Request. Gather every line in the records below that contains the string "positive", and copy each one in full. Case counts when matching.
-------- Recorded information --------
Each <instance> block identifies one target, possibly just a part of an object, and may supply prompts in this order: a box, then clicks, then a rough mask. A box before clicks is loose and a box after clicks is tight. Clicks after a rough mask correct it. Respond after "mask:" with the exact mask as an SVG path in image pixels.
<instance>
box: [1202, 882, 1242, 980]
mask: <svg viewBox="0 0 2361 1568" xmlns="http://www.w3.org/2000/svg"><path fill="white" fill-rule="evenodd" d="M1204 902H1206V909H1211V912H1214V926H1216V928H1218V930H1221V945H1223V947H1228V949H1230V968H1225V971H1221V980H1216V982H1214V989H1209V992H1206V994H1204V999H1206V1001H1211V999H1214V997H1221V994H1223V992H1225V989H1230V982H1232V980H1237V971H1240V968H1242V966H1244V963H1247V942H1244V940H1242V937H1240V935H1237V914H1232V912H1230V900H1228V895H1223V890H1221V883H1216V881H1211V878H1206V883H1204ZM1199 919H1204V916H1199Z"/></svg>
--------
-------- Recorded information --------
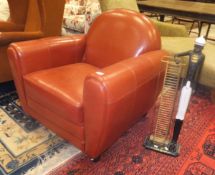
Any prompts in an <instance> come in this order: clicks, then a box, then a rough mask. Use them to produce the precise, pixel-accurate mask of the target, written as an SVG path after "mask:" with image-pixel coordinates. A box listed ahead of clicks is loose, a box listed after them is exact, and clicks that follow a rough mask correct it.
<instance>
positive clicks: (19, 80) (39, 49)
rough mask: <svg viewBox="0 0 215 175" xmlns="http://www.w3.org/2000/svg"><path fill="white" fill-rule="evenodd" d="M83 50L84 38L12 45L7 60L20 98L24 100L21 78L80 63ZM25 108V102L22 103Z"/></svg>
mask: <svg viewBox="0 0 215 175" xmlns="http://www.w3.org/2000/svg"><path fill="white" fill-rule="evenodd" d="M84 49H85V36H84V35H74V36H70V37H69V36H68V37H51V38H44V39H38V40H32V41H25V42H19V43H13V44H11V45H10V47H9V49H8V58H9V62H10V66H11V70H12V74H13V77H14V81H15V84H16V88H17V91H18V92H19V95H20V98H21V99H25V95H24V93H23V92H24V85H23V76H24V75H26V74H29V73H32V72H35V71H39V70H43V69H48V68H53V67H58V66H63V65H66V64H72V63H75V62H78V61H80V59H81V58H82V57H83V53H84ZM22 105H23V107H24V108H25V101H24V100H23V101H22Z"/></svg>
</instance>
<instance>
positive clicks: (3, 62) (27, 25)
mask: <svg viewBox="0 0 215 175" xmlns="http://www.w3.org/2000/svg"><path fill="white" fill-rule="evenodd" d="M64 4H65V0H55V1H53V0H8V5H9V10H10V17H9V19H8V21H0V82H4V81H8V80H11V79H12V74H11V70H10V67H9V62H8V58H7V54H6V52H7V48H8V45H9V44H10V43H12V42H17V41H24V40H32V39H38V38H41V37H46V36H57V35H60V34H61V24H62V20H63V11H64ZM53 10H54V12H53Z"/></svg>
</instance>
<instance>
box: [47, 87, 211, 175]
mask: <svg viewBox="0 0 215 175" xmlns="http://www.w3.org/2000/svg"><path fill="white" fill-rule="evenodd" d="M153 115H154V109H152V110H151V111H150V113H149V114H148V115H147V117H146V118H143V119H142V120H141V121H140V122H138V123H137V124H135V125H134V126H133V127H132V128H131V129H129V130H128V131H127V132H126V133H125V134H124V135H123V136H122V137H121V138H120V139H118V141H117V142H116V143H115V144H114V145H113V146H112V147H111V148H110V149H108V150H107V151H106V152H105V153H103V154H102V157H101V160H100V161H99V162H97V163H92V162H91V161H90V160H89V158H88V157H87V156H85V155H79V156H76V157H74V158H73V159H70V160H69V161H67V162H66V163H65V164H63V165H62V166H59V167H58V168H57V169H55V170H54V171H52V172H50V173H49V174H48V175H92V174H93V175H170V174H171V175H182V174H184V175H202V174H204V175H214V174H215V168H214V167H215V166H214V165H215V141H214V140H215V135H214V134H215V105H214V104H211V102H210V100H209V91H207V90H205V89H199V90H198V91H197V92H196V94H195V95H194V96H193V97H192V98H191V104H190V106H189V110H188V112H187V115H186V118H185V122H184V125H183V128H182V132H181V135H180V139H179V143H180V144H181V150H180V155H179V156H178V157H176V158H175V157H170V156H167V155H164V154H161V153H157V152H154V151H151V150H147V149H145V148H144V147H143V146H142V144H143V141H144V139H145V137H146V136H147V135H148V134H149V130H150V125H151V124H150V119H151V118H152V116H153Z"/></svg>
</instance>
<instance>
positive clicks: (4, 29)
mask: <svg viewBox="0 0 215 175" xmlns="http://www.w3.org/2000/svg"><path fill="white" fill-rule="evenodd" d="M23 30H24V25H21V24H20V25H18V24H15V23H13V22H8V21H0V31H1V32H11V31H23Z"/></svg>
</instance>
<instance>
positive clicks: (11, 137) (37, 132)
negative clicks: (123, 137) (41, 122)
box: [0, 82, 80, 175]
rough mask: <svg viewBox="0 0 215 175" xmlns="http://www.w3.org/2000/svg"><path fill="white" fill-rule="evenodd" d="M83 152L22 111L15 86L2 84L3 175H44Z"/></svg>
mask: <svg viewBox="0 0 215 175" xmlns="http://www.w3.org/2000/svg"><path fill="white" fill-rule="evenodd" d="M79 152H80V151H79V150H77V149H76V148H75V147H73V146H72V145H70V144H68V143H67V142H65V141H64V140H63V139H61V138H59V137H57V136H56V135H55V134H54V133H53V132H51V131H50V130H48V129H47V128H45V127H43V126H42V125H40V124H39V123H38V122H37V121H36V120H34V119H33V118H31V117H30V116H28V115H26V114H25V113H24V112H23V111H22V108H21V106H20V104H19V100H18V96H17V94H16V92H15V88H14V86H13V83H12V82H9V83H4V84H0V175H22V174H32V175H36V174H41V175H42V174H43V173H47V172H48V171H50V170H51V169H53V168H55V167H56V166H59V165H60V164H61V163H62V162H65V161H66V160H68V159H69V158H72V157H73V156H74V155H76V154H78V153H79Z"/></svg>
--------
Completed task.
positive clicks: (19, 80) (39, 49)
positive clicks: (3, 62) (27, 25)
positive clicks: (4, 29)
positive clicks: (11, 137) (37, 132)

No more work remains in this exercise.